§ **Textausschnitt**:
___
Eine Frage der Perspektive

Der vielbeschworene Zauber eines jeden Anfangs – was bedeutet der eigentlich in der Lebensmitte? In einer Lebensphase, in der nicht mehr alles neu und verheißungsvoll erscheint, sich aber mit überraschender Intensität wieder eine erwartungsvolle Aufgeregtheit einstellt. Wenn viel geschafft und erreicht, aber noch längst nicht alles ausgelebt ist. Und wenn sich unter die Erschöpfung des Alltags das Bedürfnis nach neuen Erfahrungen und Abenteuern mischt. Gilt das, wovon Hermann Hesse spricht, auch noch in diesem Alter?
___
§ **Aufgabe A**:
Übersetze aus dem Text über Anfänge in der Lebensmitte den Satz „Der vielbeschworene Zauber eines jeden Anfangs – was bedeutet der eigentlich in der Lebensmitte?“ ins Englische.
§ **Aufgabe B**:
Bitte führe den Text über Anfänge in der Lebensmitte nach seinem letzten Satz weiter.

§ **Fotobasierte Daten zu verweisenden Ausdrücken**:
___
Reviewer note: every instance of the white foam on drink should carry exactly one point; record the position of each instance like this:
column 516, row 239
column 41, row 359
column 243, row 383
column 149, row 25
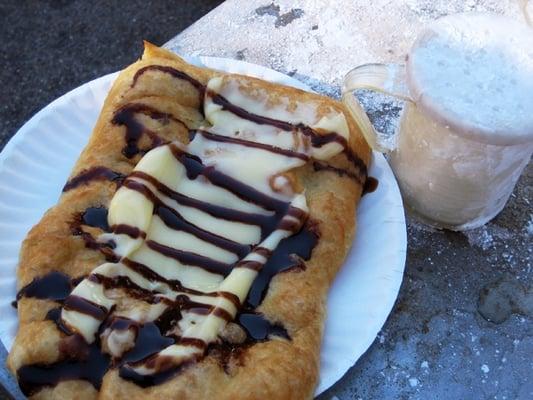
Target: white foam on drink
column 474, row 72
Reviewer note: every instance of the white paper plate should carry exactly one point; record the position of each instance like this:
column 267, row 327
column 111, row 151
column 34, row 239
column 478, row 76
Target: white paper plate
column 35, row 165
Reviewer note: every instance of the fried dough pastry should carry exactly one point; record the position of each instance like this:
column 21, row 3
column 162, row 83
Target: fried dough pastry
column 192, row 249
___
§ **Antwortfeld A**:
The much-invoked magic of every beginning – what does it actually mean in midlife?

§ **Antwortfeld B**:
„Wir sollen heiter Raum um Raum durchschreiten,
An keinem wie an einer Heimat hängen,
Der Weltgeist will nicht fesseln uns und engen,
Er will uns Stuf‘ um Stufe heben, weiten.“

Ich frage mich, welchen Blickwinkel Hermann Hesse eingenommen hatte, als er diese Zeilen schrieb. Schaute er von unten nach oben, sodass die Stufen, als würde man eine Treppe aufsteigen, fortwährend in höhere Sphären führen? Als würden sich Weisheit und Klarheit wie von allein einstellen, wenn man dem Weltgeist folgend nur entschlossen und kühn genug die einzelnen Stufen nahm. Oder schaute Hermann Hesse eher in die Ferne? Frei nach dem Motto: „Es ist nur eine Phase, Hase“? Es kommt und geht auch wieder vorbei. Und wenn es in der einen Phase nicht so gut läuft, ist schon viel geschafft, die nächste zu erreichen.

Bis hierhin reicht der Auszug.